┌────────

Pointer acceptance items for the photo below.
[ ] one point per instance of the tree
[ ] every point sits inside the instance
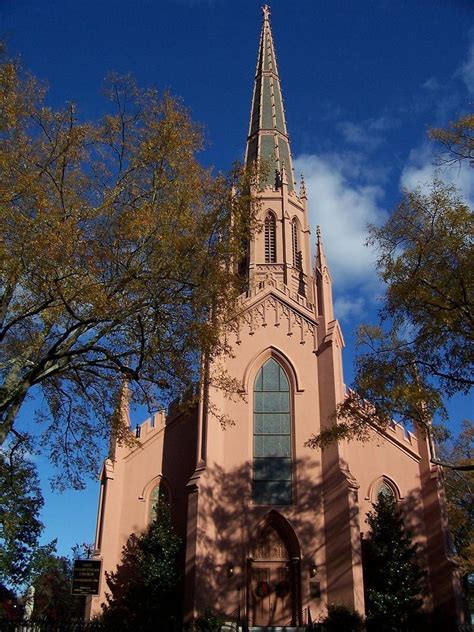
(21, 501)
(142, 589)
(117, 252)
(457, 140)
(422, 350)
(392, 579)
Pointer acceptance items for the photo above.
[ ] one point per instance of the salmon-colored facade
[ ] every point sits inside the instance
(272, 528)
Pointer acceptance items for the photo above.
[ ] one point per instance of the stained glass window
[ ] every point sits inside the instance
(270, 238)
(295, 243)
(272, 464)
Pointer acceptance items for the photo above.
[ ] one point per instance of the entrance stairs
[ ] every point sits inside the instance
(277, 628)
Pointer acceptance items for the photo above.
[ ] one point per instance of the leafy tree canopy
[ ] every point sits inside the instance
(422, 350)
(52, 584)
(392, 578)
(117, 253)
(21, 501)
(142, 589)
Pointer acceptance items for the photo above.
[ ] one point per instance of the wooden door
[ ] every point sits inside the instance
(271, 594)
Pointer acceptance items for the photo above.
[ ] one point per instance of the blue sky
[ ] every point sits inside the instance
(362, 81)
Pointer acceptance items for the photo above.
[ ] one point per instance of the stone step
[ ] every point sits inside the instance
(277, 628)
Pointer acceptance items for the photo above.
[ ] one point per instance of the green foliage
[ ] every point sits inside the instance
(342, 619)
(209, 622)
(143, 588)
(21, 501)
(392, 578)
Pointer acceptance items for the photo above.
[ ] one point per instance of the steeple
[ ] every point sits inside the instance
(268, 137)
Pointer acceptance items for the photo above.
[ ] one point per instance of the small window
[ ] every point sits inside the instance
(272, 463)
(295, 245)
(159, 494)
(270, 238)
(386, 491)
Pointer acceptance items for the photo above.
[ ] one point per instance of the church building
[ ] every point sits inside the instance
(272, 529)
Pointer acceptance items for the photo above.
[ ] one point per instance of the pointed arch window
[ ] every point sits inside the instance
(159, 494)
(295, 244)
(272, 463)
(270, 238)
(386, 490)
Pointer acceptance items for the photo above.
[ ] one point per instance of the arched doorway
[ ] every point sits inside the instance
(273, 578)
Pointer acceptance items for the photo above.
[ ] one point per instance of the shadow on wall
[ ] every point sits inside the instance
(427, 522)
(232, 524)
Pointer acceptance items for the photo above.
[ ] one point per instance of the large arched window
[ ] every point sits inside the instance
(295, 243)
(270, 238)
(272, 467)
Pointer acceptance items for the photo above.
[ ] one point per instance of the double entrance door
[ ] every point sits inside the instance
(271, 593)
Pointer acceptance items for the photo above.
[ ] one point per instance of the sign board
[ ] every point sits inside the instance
(85, 580)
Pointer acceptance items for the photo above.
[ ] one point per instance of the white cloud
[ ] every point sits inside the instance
(431, 84)
(348, 308)
(343, 207)
(466, 71)
(366, 134)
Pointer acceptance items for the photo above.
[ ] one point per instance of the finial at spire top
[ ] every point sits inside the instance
(302, 187)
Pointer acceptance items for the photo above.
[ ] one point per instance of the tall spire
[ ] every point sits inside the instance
(268, 137)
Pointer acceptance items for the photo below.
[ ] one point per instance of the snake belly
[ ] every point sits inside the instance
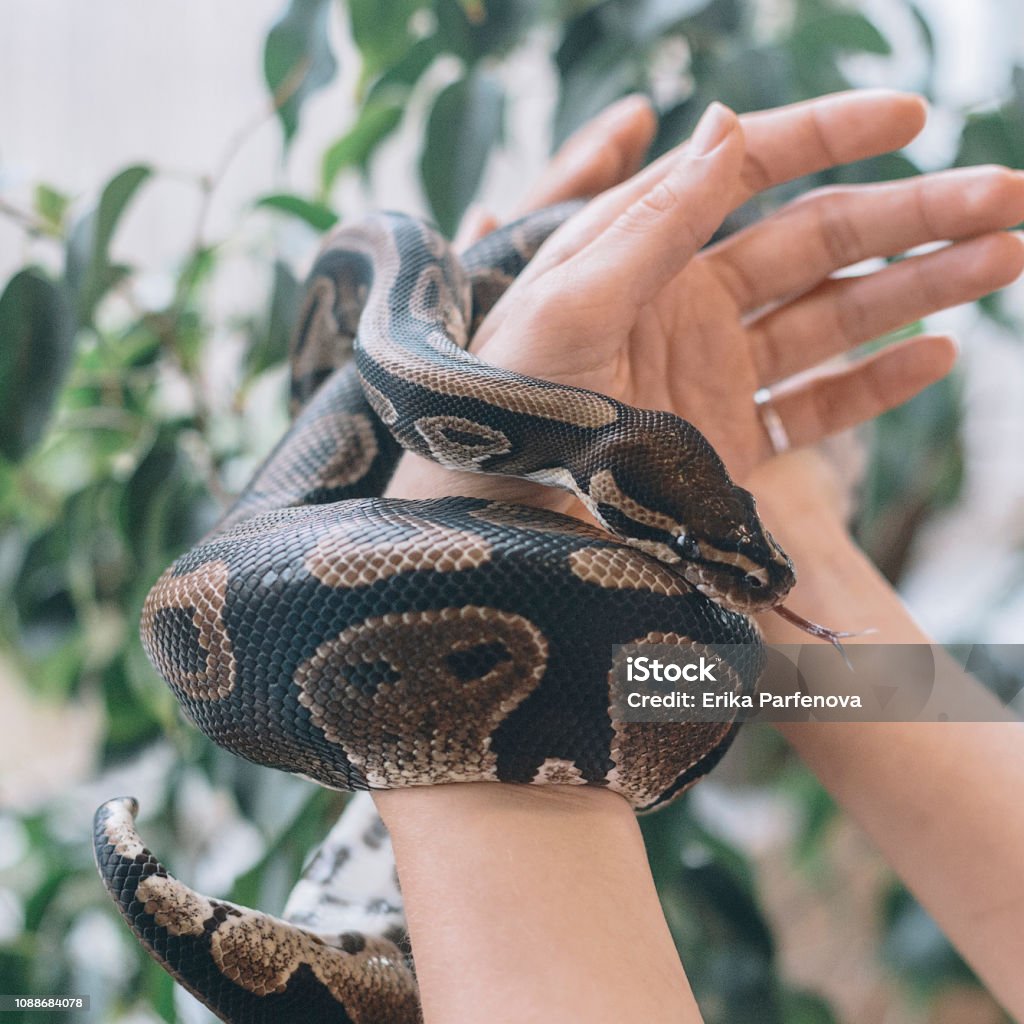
(368, 643)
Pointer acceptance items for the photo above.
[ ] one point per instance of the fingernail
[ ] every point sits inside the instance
(713, 128)
(625, 108)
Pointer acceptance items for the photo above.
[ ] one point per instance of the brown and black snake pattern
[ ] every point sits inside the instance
(370, 643)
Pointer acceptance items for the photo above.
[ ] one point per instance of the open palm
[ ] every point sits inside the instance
(627, 299)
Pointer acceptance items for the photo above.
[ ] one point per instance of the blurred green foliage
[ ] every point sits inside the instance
(114, 460)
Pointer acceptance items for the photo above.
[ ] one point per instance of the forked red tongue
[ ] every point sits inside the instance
(822, 632)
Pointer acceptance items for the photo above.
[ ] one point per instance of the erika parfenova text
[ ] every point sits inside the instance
(652, 671)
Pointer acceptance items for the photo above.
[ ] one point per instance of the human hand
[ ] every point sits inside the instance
(622, 301)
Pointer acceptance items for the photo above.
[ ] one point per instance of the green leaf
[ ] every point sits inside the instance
(475, 29)
(601, 76)
(463, 127)
(270, 343)
(50, 206)
(394, 85)
(380, 30)
(840, 31)
(806, 1008)
(316, 215)
(297, 58)
(87, 267)
(356, 145)
(646, 20)
(36, 340)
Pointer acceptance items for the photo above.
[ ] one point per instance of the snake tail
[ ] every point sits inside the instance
(242, 964)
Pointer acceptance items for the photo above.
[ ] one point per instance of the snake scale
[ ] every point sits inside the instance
(371, 643)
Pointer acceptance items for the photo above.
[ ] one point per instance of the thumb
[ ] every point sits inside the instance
(652, 238)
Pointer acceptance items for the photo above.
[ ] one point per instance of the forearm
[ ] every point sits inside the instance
(532, 903)
(941, 801)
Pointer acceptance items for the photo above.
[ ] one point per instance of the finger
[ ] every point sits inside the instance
(827, 401)
(474, 226)
(787, 142)
(601, 154)
(657, 235)
(830, 228)
(845, 312)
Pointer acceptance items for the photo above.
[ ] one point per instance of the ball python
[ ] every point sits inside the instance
(369, 643)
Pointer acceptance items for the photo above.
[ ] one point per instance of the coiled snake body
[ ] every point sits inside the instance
(371, 643)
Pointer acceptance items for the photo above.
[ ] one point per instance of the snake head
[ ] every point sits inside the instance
(682, 507)
(725, 552)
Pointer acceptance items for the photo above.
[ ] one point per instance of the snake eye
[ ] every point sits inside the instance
(688, 547)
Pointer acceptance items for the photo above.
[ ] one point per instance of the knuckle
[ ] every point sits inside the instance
(837, 229)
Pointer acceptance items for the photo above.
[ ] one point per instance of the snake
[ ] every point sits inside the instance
(371, 643)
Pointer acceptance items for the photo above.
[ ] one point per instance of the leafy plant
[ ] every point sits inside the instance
(114, 458)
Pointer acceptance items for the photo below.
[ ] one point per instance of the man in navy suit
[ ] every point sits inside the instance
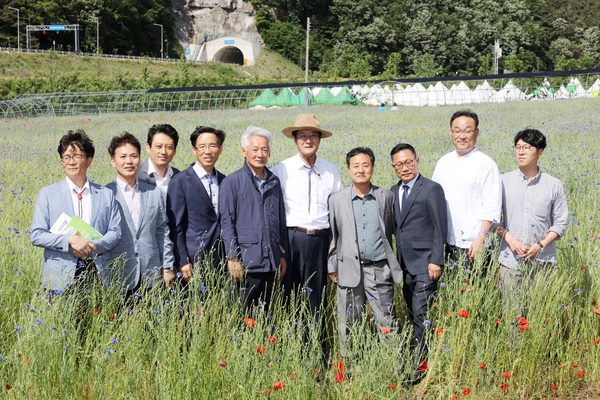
(421, 227)
(145, 245)
(161, 147)
(69, 255)
(193, 204)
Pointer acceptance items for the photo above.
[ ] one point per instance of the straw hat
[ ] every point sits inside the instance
(306, 122)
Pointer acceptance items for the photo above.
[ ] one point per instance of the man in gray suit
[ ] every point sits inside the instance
(67, 255)
(362, 214)
(421, 226)
(145, 245)
(161, 147)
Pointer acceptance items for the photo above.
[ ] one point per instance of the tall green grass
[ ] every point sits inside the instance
(167, 345)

└────────

| Goal |
Copy the records above exactly, omitting every picture.

| Solution to this exercise |
Pointer acceptance items for the photo below.
[ ] one point per instance of the tree
[ ] every point sits inside the instance
(21, 501)
(142, 589)
(117, 252)
(457, 140)
(422, 350)
(392, 579)
Pointer acceptance items for the photo above.
[ ] one point per instance of the salmon-colored facade
[ ] every point sits inside the instance
(272, 528)
Pointer acceptance items for the photo above.
[ ] one point per instance of the stained glass window
[ ] every point sits inside the instance
(270, 238)
(295, 243)
(272, 464)
Pointer acceptance items for the photo above.
[ ] one point per instance of the entrance stairs
[ ] every point sits inside the instance
(277, 628)
Pointer acceptance items for the photo above.
[ ] one point per instance of the leafy tree canopy
[ ] every point sits inside the instance
(422, 350)
(52, 584)
(392, 578)
(117, 253)
(21, 501)
(142, 589)
Pointer acceptance items for the photo above.
[ ] one point per instance of the wooden door
[ ] every point sits inside the instance
(271, 594)
Pointer acceptance items for the photo above.
[ ] one point per instance of the blue sky
[ ] every point sits inside the instance
(362, 81)
Pointer acceptance items for the photo above.
[ ] one point per instance of the stone step
[ ] every point sits inside the instance
(277, 628)
Pointer acceptance items for the photo above.
[ ] one point per instance of the green foliage
[ ] every point sits inside the instance
(342, 619)
(209, 622)
(143, 588)
(21, 501)
(392, 578)
Pointer acceptance items for the photo above.
[ ] one point per instance of the steeple
[ ] every point sits inside the instance
(268, 137)
Pointer acceptance items for the photo above.
[ ] one point per instance of the small window
[ ] every point sits inside the instance
(272, 463)
(295, 245)
(159, 494)
(270, 238)
(386, 491)
Pointer acceptance items for the photo above.
[ ] one point per instance of the church building
[ ] every point sits inside the instance
(272, 529)
Pointer acceptance items for the photo above.
[ ] one point per instance of the pointed arch window
[ ] every point sits inside the instance
(159, 494)
(295, 244)
(272, 463)
(270, 238)
(386, 490)
Pointer acceptance items for the photo above.
[ ] one point per instance of the arched doorway
[ ] every point sits inside the instance
(273, 578)
Pointer acceptance items for the photo above.
[ ] one point per instance of the shadow on wall
[ ] every point sits inside the instance
(427, 522)
(232, 524)
Pointer acceptance items for the photo above.
[ ] one point per instance of the large arched window
[ ] every point sits inside the instance
(295, 243)
(270, 238)
(272, 467)
Pointer acceptance items for the photo above.
[ ] one point per instance of the double entrance door
[ ] every point sits inside the instance
(271, 593)
Pointer acceptance items for the photo above.
[ ] one point per instance of the sign board
[ ] every point sits inside the instance
(85, 580)
Pointer acceptance items for the photo above.
[ ] one point per instance of the white cloud
[ ] every point sits inside the instance
(431, 84)
(348, 308)
(343, 207)
(466, 71)
(366, 134)
Pointer acceptance items for the photo above.
[ ] one point per instance of the finial at spire top
[ ] every point sits inside the instance
(302, 187)
Pointer acceptance items for the photo above.
[ ] one point per instance of the tall spire
[ ] every point sits inside the instance
(268, 137)
Pointer acceptance items for the photo below.
[ ] one point per instance of the snake belly
[ ] every point sits inside the instance
(368, 643)
Pointer acceptance items for the photo above.
[ ] one point per instance of the fingernail
[ ] every point sits inside the instance
(713, 128)
(625, 108)
Pointer acceptance items for the photo above.
[ ] one point per instance of the brown and black snake pattern
[ ] every point sits inside the instance
(370, 643)
Pointer acceptance items for the photo above.
[ ] one point per instance of the open palm
[ ] every point sits inside the instance
(627, 299)
Pointer acceptance items for the photo above.
[ ] one point per instance of the blurred green foliage
[ ] every point sits inside the instance
(114, 460)
Pointer acceptance items for the photo above.
[ ] one point per instance of the forked red tongue
[ ] every point sits inside the instance
(822, 632)
Pointer acceptance items for the photo above.
[ ] one point per instance of the erika parfenova text
[ ] every point sits inside the instance
(652, 671)
Pointer acceptance items for the photo above.
[ ] one point per instance of the human hand
[ ] every point sits inside the instance
(622, 301)
Pointer acceptance items for the photo above.
[ ] one point per instance of the green leaf
[ ] every point sits inside the instance
(475, 29)
(601, 76)
(463, 127)
(270, 343)
(50, 206)
(394, 85)
(380, 30)
(840, 31)
(806, 1008)
(316, 215)
(297, 58)
(87, 267)
(356, 145)
(646, 20)
(36, 340)
Pointer acceptance items for the photo above.
[ ] one point per instance of the snake tail
[ ] every point sits inside the instance
(242, 964)
Pointer acceptance items for the photo above.
[ ] one point per instance of the snake scale
[ ] every point sits inside the instance
(371, 643)
Pointer acceptance items for the photo above.
[ ] one point per instance of the thumb
[ ] every point sits inside the instance
(652, 238)
Pointer acceptance items for the photo above.
[ ] one point per instance of the forearm
[ ] every point sits inside the instance
(532, 903)
(941, 801)
Pointer acceptance items for the photo above.
[ ] one point per instance of the finger
[ ] every point sits inside the instance
(827, 401)
(474, 226)
(787, 142)
(601, 154)
(657, 235)
(830, 228)
(845, 312)
Pointer acceptance items for the photo above.
[ ] one point per instance of the ball python
[ ] every point sits inside the instance
(369, 643)
Pointer acceptance items for the photo above.
[ ] one point per instance of the coiled snake body
[ ] every point sits inside the instance
(371, 643)
Pointer acceptance items for the photo above.
[ ] one point per instance of the snake head
[ ] every point sits inside the instance
(682, 507)
(725, 552)
Pointer acceptance items for the photo above.
[ ] one point per instance of the snake eye
[ ] every point sits inside the instance
(688, 547)
Pointer acceptance items for the photo above.
[ ] one point per instance of the knuckle
[ ] every point sits inside the instance
(837, 229)
Pointer acceptance items for the photo above.
[ ] one point per instance of the snake
[ ] every point sits inside the instance
(371, 643)
Pointer acceptance items for the photo above.
[ ] one point per instance of the leafy plant
[ ] every point sits inside the instance
(114, 458)
Pointer acceptance items for the photo below.
[ ] one point per instance of the man in navy suit
[ ] every point sits inside the instance
(421, 227)
(145, 245)
(161, 147)
(69, 255)
(193, 204)
Pointer acceptance items for the photo above.
[ ] one point per instance of the straw hat
[ ] every point sits inside the instance
(306, 122)
Pointer acceptance items for the photo above.
[ ] one point per instance of the man in gray suit
[ ] every point sits inside the instance
(67, 255)
(362, 214)
(421, 226)
(145, 245)
(161, 147)
Pointer acceptance items for the photo above.
[ ] one point per instance of the tall green grass
[ ] every point sits inside the instance
(167, 345)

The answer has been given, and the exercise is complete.